§ AVAILABLE DATA:

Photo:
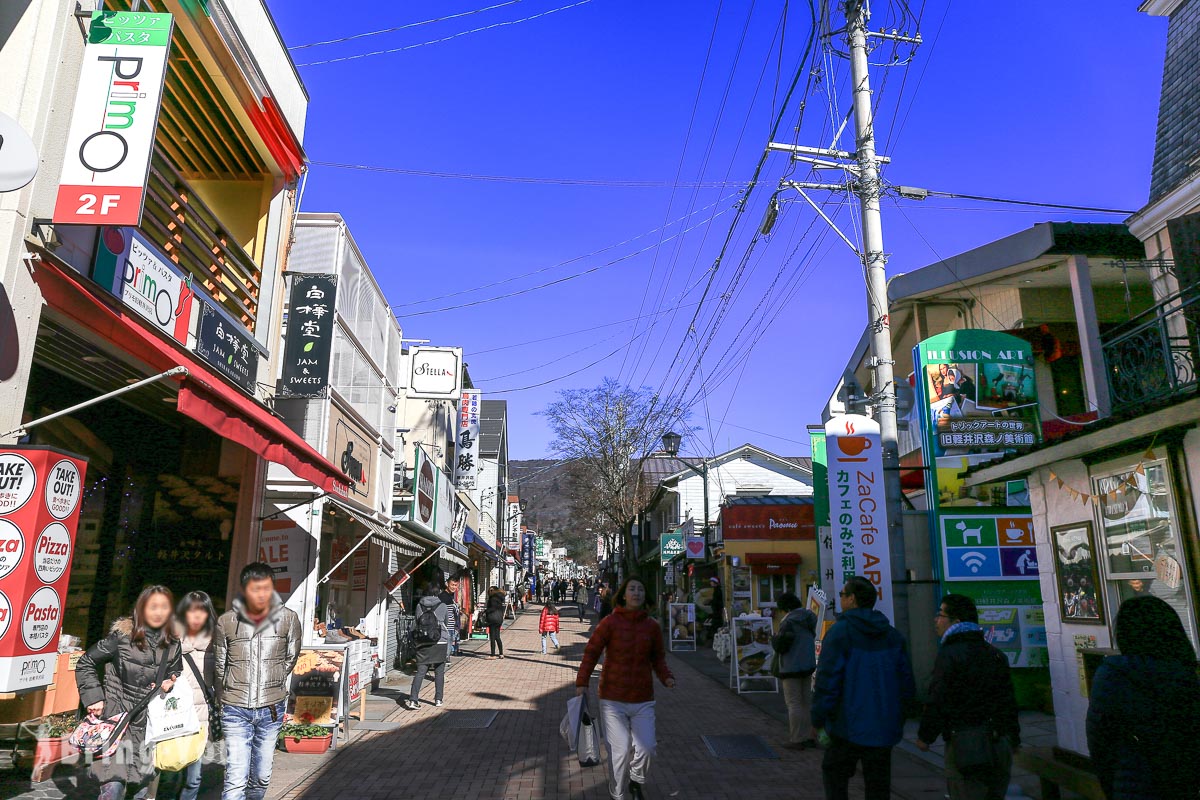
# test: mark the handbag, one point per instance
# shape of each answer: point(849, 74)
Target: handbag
point(975, 749)
point(102, 735)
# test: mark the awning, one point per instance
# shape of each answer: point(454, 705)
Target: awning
point(472, 537)
point(203, 396)
point(382, 534)
point(773, 563)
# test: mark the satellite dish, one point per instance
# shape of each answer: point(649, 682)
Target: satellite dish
point(18, 156)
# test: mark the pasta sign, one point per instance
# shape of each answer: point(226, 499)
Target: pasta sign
point(857, 507)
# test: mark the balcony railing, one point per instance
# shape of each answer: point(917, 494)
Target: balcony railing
point(1153, 356)
point(191, 234)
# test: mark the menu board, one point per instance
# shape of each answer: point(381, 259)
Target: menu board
point(753, 656)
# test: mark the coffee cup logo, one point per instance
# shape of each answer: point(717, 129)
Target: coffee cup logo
point(853, 445)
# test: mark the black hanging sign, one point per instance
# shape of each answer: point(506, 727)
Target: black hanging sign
point(306, 353)
point(228, 350)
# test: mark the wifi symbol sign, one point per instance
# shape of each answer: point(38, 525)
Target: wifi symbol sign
point(973, 560)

§ GOAL:
Can you reproduce all of the data above line for line, unchanged, while leaving out the pictures?

§ OUTPUT BELOW:
Photo:
# test: mark the handbag, one point per instance
# shape of each answer: point(849, 74)
Target: handbag
point(975, 749)
point(102, 735)
# test: mark the awning, one point per instance
# shape of each answer: point(454, 705)
Target: awning
point(472, 537)
point(203, 396)
point(382, 534)
point(773, 563)
# test: mark the satellite dish, one point per instance
# shape of each answer: point(649, 682)
Target: satellite dish
point(18, 156)
# test: mark the pasta sign, one point per instance
# shape of each answer: point(226, 499)
Target: pasta sign
point(857, 507)
# test: mark the balcony railing, one point per instance
# shape of each answer: point(917, 494)
Target: balcony railing
point(1153, 356)
point(191, 234)
# test: mark the menu board, one point per instance
# shape of each answer: point(381, 259)
Target: menu board
point(753, 656)
# test: mark the coffee cup logo, one point per instance
# shape of each answer: point(717, 129)
Target: coffee cup logo
point(853, 445)
# test: mark the black hanging sign, one point per instance
# shape of each answer: point(506, 727)
Target: black hanging sign
point(306, 353)
point(228, 350)
# test: mark the wifi symbol sign, one point per instance
# shape of each answer: point(38, 525)
Target: wifi symbol sign
point(973, 560)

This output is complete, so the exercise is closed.